▸ **Excerpt provided**

▶

It’s rare for someone to have changed so many lives, but Neil Jameson was a rare person.

I met him first in 1994 when he came into Tower Hamlets College where I was studying a part-time diploma in Creative Computer Graphics and Illustration. He told us of a new organisation he was setting up, The East London Communities Organisation, or TELCO, and set us the challenge of designing their logo. It was my design they chose and there followed 29 years of work and friendship with me designing and photographing for all his projects including TELCO and then South London, North London and West London Citizens. COF, the Citizen Organising Foundation, later Citizens UK, and all their campaigns on housing, the living wage, refugees and more. After his 'retirement' we worked together on his Green Party campaigns and UK Welcomes Refugees amongst other things.

◀

▸ **Goal of the exercise**
Update the tribute to Neil Jameson from "It’s rare for" to "amongst other things.", changing "logo" to "emblem".

▸ **Data extract**
▶

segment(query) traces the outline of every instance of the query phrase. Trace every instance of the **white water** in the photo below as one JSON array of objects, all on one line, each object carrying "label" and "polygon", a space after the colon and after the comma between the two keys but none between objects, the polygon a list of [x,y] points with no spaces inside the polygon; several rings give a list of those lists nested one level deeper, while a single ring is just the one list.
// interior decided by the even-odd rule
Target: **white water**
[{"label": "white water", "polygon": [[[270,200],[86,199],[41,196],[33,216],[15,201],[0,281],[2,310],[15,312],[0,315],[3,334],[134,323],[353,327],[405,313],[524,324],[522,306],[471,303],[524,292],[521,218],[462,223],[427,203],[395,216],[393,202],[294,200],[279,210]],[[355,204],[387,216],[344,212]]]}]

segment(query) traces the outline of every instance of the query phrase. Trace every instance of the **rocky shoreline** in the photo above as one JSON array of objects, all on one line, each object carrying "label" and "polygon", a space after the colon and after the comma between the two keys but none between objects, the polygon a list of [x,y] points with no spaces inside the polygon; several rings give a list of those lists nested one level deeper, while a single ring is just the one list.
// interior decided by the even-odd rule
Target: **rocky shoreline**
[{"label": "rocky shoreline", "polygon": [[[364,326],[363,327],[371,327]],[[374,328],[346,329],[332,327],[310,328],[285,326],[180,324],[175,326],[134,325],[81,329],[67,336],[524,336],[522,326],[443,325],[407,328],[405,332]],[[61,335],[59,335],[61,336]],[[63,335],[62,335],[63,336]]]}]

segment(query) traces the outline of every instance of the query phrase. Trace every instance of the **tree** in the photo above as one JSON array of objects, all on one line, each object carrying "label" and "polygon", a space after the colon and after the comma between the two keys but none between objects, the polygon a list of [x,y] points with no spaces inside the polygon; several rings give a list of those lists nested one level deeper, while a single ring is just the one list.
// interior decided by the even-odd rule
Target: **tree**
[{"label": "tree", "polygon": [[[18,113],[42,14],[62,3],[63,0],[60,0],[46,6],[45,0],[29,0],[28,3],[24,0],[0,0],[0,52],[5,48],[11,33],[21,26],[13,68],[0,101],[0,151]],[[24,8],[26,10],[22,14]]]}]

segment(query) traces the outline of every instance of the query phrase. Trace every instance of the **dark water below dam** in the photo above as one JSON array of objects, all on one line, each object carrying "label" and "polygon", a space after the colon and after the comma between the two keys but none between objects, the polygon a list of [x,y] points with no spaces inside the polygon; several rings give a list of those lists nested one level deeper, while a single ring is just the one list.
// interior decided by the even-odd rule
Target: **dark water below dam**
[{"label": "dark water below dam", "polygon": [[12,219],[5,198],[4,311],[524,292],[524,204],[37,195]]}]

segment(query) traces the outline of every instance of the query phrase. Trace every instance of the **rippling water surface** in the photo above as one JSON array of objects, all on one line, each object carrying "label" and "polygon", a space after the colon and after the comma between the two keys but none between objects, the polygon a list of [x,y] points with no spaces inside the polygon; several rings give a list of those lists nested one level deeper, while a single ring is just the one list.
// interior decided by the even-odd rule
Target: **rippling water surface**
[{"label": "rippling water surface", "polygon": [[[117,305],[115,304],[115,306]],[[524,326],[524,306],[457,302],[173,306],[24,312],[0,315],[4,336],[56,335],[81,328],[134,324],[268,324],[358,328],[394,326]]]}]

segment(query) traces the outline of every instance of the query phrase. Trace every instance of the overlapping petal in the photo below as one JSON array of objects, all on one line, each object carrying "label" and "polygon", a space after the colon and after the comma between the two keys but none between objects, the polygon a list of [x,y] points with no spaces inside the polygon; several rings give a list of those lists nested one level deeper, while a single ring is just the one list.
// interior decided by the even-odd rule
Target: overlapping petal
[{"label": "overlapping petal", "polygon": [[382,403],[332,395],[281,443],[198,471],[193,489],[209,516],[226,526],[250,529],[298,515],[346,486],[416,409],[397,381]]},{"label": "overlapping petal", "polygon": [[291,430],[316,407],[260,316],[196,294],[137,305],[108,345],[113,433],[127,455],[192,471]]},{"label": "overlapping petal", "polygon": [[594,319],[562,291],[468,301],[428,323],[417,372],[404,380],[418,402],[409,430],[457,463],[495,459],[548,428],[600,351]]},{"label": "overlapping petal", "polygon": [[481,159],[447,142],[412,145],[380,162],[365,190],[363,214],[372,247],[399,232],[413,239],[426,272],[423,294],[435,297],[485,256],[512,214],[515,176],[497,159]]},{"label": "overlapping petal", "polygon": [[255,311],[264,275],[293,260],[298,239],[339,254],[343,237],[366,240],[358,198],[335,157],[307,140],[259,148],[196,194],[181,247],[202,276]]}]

◀

▸ **Task response**
It’s rare for someone to have changed so many lives, but Neil Jameson was a rare person.

I met him first in 1994 when he came into Tower Hamlets College where I was studying a part-time diploma in Creative Computer Graphics and Illustration. He told us of a new organisation he was setting up, The East London Communities Organisation, or TELCO, and set us the challenge of designing their emblem. It was my design they chose and there followed 29 years of work and friendship with me designing and photographing for all his projects including TELCO and then South London, North London and West London Citizens. COF, the Citizen Organising Foundation, later Citizens UK, and all their campaigns on housing, the living wage, refugees and more. After his 'retirement' we worked together on his Green Party campaigns and UK Welcomes Refugees amongst other things.